**Set exercise 1:** Reproduce word for word the part of the signal detection notebook that opens with the words containing "As you go along, return" and closes with "alpha, linewidth, label)".
**Set exercise 2:** In the listing, take the part that opens with the line containing "# trace the outline of every instance of the power" and closes with the line containing "Outline every instance of the power line.". Write out only those lines, putting "utility cable" wherever "power line" appears and leaving everything else the same.

**Reading passage:**
# Introduction 

Signal detection theory is a means to quantify the ability to differentiate between valid information (signal) and noise. This is done by defining a boundary (or threshold) that separates signal from noise. When the threshold is set very low noise might inadvertently be classified as signal (i.e. many false positives (FP)). Vice versa, when the threshold is set very high signal might be classied as noise (many false negatives, FN)). Systematically varying the threshold provides a global view on how discriminable signal and noise are.

![title](fig/roc.png)

https://en.wikipedia.org/wiki/Receiver_operating_characteristic

## Prerequisites

- $d' = (\mu_S - \mu_N) / \sigma$ quantifies how far two normal distributions with means $\mu_S$ and $\mu_N$ and common standard deviation $\sigma$ are apart
- ROC analysis
- basic Python skills

## Objectives

- practice ROC analysis on mock data
- use random distributions in Python
- visualize data in Python
- beautify figures in Python

# Notebook setup

** Instructions **
- Import numpy, scipy, and matplotlib
- configure inline plots

As you go along, return here and add any additional module that is needed

# Problem 1: Normal distributions

** Instructions **
- Draw 10000 samples each from 2 normal distributions (hint: np.random.normal) with different means and standard deviations
- Plot histograms of the two distributions in one plot (hint: plt.hist; experiment with parameters bins, normed, histtype, color, alpha, linewidth, label)

**Data in this exercise:**

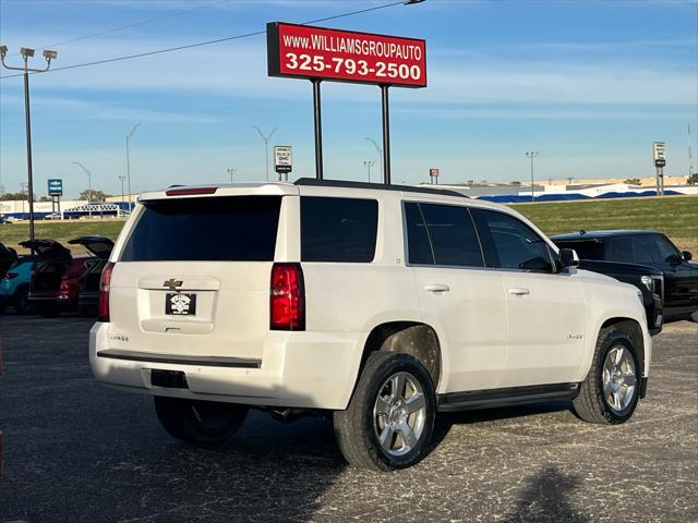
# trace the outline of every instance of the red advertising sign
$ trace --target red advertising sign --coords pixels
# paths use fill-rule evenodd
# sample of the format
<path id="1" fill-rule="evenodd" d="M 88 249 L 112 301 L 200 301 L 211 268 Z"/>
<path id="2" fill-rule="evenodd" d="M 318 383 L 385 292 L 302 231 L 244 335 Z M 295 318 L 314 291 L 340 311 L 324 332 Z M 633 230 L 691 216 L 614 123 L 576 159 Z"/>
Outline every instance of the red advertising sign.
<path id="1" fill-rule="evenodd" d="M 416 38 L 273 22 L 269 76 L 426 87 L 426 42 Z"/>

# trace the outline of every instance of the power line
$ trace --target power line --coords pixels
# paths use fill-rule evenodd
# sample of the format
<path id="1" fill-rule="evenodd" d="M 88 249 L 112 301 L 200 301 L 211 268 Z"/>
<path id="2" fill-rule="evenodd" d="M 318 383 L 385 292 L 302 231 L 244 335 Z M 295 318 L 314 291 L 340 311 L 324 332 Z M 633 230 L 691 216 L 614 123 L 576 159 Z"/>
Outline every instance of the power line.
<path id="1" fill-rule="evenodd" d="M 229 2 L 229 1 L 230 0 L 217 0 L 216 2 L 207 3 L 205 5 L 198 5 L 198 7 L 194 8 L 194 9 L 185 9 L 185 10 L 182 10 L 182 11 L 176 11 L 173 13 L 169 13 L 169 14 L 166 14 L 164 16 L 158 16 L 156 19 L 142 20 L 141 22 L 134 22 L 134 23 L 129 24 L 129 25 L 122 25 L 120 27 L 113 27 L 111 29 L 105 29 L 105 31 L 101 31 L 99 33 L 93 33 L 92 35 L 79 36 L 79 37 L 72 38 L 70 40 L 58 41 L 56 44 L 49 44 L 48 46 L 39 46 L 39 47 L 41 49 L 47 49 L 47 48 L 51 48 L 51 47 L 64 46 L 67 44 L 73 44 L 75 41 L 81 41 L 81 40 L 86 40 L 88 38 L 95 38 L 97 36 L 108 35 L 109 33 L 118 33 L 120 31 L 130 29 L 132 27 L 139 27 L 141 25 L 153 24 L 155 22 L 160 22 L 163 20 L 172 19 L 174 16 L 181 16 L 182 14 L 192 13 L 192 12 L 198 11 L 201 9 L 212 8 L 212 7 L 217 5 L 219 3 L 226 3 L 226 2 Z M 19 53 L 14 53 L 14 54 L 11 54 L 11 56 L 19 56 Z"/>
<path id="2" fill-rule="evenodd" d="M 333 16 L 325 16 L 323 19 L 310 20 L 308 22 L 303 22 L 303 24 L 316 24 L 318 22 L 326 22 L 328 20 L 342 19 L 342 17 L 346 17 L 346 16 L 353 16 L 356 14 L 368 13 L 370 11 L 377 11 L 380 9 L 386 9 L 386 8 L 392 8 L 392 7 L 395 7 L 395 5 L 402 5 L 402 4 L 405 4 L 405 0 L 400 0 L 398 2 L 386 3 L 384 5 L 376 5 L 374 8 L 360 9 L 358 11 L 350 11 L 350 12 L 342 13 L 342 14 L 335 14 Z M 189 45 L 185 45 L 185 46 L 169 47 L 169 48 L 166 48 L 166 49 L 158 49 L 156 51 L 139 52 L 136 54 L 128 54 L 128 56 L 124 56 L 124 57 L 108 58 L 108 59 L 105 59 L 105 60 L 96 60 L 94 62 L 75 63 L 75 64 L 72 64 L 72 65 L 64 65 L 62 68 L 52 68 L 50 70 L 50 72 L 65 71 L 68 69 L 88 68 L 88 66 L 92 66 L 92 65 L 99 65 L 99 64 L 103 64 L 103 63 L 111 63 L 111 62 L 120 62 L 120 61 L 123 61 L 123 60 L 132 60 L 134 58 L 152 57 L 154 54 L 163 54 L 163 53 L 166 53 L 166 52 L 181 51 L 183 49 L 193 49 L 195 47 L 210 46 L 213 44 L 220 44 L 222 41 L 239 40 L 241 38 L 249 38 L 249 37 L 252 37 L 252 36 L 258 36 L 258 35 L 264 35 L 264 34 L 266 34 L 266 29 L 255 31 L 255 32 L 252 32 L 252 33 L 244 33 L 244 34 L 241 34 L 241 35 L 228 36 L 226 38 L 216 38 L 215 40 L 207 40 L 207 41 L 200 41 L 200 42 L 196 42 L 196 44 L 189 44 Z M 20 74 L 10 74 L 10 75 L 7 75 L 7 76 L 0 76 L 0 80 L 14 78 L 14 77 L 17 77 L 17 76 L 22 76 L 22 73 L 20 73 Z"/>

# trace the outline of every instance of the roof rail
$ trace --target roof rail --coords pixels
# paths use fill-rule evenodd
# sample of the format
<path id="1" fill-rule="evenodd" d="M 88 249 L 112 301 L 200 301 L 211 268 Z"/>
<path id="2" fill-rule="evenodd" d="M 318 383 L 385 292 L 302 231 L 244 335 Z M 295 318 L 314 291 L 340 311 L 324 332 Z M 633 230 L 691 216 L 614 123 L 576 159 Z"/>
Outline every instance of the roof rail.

**Right answer 1:**
As you go along, return here and add any additional module that is needed

# Problem 1: Normal distributions

** Instructions **
- Draw 10000 samples each from 2 normal distributions (hint: np.random.normal) with different means and standard deviations
- Plot histograms of the two distributions in one plot (hint: plt.hist; experiment with parameters bins, normed, histtype, color, alpha, linewidth, label)

**Right answer 2:**
# trace the outline of every instance of the utility cable
$ trace --target utility cable --coords pixels
# paths use fill-rule evenodd
# sample of the format
<path id="1" fill-rule="evenodd" d="M 88 249 L 112 301 L 200 301 L 211 268 Z"/>
<path id="2" fill-rule="evenodd" d="M 318 383 L 385 292 L 302 231 L 244 335 Z M 295 318 L 314 291 L 340 311 L 324 332 Z M 633 230 L 691 216 L 614 123 L 576 159 Z"/>
Outline every instance of the utility cable.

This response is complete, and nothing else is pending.